◆ Task details
In the data below, find every line with the word "santa" and copy it out.

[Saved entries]
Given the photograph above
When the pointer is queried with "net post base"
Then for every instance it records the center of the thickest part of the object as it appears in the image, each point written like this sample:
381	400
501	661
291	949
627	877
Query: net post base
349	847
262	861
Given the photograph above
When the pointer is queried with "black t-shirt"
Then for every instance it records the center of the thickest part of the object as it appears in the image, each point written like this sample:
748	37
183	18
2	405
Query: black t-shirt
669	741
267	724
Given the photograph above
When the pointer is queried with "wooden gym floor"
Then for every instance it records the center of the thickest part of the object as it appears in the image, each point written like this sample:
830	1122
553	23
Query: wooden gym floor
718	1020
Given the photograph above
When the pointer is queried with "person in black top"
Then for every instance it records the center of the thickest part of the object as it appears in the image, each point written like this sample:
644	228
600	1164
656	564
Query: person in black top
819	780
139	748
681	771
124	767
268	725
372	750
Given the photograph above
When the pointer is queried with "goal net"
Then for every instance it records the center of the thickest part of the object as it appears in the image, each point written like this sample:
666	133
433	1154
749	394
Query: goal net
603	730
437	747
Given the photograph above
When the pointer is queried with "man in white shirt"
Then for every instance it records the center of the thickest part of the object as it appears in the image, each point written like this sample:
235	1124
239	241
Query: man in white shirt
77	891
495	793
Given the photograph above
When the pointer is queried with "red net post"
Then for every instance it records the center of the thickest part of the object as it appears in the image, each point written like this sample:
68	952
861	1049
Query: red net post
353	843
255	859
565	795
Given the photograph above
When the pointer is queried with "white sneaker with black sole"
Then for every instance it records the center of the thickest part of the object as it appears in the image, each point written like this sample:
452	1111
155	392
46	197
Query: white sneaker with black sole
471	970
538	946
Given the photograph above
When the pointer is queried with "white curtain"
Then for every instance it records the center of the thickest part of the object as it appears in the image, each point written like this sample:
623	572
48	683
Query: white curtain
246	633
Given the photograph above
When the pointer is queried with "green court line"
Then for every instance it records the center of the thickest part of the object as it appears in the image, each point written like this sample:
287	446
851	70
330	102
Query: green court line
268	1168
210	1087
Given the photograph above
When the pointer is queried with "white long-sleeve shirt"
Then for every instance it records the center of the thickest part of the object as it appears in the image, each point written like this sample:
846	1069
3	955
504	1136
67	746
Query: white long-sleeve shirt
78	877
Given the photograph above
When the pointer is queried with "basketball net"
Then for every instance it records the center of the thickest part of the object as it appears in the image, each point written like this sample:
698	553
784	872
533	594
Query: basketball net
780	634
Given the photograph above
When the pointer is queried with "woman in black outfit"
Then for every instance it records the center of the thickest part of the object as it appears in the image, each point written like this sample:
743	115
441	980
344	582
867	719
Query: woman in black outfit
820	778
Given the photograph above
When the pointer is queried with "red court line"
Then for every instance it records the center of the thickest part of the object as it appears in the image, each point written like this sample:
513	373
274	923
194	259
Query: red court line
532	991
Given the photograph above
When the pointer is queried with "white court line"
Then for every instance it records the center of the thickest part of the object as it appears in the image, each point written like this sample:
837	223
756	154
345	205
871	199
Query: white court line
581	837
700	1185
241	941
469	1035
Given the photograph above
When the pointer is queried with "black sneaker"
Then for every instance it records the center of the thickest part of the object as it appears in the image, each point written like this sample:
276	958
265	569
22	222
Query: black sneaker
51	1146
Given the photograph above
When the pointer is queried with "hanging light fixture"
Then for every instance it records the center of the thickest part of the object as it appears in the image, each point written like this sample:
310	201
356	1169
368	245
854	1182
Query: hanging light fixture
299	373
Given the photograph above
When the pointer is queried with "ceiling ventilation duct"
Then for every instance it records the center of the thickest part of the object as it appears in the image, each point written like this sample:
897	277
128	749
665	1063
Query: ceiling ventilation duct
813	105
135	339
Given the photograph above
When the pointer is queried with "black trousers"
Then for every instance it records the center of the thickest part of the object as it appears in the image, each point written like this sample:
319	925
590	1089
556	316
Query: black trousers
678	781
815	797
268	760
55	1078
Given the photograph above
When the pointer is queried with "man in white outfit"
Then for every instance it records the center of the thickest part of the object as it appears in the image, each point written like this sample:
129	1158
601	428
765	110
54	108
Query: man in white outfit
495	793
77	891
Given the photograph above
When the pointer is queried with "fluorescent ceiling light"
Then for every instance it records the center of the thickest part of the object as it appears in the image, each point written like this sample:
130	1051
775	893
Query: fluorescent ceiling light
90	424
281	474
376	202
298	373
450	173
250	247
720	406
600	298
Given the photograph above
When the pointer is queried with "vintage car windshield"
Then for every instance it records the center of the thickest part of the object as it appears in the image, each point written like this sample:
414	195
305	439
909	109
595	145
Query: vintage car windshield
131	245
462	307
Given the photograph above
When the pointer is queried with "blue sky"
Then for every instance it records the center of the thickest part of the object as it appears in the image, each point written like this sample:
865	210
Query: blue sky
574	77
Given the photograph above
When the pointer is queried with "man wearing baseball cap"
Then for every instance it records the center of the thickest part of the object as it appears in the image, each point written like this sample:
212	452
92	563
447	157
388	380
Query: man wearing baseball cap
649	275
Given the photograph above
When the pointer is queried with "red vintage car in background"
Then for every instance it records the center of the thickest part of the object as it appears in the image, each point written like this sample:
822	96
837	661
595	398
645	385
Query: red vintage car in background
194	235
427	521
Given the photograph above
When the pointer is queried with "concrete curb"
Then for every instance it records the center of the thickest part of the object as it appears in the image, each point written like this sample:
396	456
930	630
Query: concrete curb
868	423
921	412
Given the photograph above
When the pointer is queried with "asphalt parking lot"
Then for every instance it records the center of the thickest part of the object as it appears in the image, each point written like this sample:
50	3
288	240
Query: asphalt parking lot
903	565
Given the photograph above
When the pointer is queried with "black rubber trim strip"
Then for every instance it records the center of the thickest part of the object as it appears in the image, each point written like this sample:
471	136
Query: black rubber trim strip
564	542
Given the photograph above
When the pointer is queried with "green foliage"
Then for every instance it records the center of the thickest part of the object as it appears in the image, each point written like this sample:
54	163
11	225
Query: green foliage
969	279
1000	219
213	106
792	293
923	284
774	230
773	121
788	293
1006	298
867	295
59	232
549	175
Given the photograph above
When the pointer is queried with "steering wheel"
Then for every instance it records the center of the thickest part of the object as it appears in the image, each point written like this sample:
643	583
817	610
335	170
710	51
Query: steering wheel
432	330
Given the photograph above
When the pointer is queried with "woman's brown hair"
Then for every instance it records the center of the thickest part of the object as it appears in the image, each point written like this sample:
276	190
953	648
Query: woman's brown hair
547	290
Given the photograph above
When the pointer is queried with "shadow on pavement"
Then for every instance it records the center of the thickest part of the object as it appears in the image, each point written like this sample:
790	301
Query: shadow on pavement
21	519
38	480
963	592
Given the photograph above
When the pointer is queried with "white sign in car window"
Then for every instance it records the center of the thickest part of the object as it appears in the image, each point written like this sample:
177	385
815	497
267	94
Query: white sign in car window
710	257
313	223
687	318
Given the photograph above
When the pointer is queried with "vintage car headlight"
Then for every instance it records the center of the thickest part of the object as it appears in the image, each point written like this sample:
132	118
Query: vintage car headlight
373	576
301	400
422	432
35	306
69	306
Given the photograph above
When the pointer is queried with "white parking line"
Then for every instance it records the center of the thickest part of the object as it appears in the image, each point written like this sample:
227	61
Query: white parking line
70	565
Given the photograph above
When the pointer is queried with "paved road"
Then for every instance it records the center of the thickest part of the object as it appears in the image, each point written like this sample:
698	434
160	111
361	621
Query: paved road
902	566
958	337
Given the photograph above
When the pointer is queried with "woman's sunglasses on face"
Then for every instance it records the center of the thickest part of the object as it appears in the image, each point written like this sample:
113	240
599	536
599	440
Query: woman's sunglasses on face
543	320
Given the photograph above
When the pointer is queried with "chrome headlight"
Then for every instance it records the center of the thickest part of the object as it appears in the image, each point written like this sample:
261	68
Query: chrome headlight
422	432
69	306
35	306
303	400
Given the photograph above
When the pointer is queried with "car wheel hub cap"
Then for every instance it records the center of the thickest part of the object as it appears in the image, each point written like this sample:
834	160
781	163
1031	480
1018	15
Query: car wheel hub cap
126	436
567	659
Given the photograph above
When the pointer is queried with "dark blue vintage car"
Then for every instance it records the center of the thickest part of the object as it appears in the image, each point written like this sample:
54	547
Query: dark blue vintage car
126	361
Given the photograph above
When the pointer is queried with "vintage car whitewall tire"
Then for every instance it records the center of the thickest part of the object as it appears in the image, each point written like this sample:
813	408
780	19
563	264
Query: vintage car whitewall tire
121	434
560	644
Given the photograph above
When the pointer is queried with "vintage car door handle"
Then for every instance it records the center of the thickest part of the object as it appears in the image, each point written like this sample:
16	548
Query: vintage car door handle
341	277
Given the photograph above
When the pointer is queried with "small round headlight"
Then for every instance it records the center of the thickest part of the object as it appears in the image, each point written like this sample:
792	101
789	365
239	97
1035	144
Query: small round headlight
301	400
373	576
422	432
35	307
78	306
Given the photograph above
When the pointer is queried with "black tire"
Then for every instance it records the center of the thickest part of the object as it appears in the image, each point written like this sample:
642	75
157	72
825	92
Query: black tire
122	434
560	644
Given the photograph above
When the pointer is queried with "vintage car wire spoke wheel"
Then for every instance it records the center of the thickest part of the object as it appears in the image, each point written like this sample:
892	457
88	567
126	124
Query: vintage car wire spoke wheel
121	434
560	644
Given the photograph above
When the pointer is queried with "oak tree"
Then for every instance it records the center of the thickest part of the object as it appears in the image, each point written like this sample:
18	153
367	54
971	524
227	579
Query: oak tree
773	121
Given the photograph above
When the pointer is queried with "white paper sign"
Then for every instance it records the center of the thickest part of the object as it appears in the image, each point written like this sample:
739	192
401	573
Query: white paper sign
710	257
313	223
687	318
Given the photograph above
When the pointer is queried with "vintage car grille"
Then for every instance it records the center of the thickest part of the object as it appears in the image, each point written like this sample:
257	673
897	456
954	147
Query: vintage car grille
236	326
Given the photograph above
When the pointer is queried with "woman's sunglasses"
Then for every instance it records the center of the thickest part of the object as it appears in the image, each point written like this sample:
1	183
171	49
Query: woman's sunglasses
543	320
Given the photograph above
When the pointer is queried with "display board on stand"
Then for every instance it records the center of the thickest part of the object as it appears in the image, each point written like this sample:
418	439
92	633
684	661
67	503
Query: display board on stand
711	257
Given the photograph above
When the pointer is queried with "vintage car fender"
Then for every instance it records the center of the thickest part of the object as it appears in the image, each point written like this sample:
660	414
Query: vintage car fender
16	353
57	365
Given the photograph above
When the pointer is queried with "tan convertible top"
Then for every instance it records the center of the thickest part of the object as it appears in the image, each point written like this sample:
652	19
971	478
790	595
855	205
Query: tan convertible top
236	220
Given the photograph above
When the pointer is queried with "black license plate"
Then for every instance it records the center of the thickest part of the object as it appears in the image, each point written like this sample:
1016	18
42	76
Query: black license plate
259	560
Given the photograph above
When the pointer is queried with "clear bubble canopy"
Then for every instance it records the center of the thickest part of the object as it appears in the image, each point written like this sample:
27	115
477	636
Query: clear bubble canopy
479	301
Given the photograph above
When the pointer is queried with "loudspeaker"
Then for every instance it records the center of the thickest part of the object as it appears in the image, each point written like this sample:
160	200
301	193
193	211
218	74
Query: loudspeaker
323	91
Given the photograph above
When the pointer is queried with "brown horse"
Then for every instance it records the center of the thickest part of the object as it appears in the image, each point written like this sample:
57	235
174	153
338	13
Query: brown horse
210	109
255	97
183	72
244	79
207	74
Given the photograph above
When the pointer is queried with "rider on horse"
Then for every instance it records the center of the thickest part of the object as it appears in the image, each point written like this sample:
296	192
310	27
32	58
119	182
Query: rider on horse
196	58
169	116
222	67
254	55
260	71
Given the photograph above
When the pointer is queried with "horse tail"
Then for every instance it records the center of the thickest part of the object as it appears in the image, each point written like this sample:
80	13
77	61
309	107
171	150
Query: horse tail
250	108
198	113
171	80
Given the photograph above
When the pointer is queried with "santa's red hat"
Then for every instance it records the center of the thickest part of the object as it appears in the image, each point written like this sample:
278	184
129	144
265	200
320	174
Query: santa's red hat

◆ Written solution
When the pointer is queried with "santa's red hat"
Query: santa's red hat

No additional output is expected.